--- Start DATASET EXCERPTS ---

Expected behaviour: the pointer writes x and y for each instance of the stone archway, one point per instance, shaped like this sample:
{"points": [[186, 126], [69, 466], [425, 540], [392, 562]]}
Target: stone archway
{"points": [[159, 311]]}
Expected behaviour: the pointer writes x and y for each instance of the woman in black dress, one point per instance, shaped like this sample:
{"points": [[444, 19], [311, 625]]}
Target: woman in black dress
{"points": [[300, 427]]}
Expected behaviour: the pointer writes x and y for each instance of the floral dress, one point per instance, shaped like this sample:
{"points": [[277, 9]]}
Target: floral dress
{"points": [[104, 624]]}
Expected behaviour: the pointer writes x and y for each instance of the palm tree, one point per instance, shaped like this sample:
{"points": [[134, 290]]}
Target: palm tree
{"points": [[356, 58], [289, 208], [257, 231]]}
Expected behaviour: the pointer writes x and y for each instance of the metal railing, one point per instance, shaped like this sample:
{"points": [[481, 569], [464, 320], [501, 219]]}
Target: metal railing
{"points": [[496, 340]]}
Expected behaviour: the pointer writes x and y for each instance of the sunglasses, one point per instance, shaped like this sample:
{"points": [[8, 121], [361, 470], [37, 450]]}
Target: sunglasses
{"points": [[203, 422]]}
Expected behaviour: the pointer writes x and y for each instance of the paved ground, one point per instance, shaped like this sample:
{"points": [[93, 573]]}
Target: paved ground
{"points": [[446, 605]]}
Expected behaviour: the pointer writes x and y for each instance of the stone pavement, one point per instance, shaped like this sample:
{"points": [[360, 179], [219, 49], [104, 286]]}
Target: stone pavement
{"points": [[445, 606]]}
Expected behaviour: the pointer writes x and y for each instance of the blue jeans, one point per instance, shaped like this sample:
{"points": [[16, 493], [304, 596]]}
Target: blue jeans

--- End DATASET EXCERPTS ---

EXERCISE TASK
Repeat the material above in full, exactly as it stands.

TASK RESPONSE
Expected behaviour: the pointer writes x and y for each instance of the stone archway, one point per instance, shaped like this sample:
{"points": [[186, 126], [69, 466], [425, 540], [392, 562]]}
Target: stone archway
{"points": [[159, 311]]}
Expected behaviour: the pointer writes x and y for each instance of the woman in black dress, one point per instance, shaped like this sample:
{"points": [[444, 19], [311, 625]]}
Target: woman in black dress
{"points": [[300, 427]]}
Expected behaviour: the pointer writes x and y for each instance of the floral dress, one point per instance, shaped like this sample:
{"points": [[277, 9]]}
Target: floral dress
{"points": [[104, 624]]}
Expected behaviour: the pointer writes x and y for each instance of the palm tree, one point per instance, shaped like this sample:
{"points": [[134, 290]]}
Target: palm tree
{"points": [[356, 58], [289, 208], [257, 231]]}
Expected behaviour: the pointer writes x and y for each instance of the metal railing, one point per instance, shaped like this sample:
{"points": [[481, 569], [464, 320], [501, 219]]}
Target: metal railing
{"points": [[496, 340]]}
Expected behaviour: the pointer writes x and y for each instance of the sunglasses, one point per instance, shaped like this sample:
{"points": [[8, 121], [361, 470], [37, 450]]}
Target: sunglasses
{"points": [[203, 422]]}
Expected behaviour: the pointer writes x and y for each instance of the paved ground, one point per instance, shaped like this sample:
{"points": [[93, 573]]}
Target: paved ground
{"points": [[446, 605]]}
Expected behaviour: the pointer writes x and y for each instance of the stone pavement, one point per instance, shaped like this sample:
{"points": [[360, 179], [219, 49], [104, 286]]}
Target: stone pavement
{"points": [[445, 606]]}
Expected behaviour: the pointer writes x and y for each instance of the blue jeans, one point per instance, shaped like this sample:
{"points": [[16, 493], [304, 596]]}
Target: blue jeans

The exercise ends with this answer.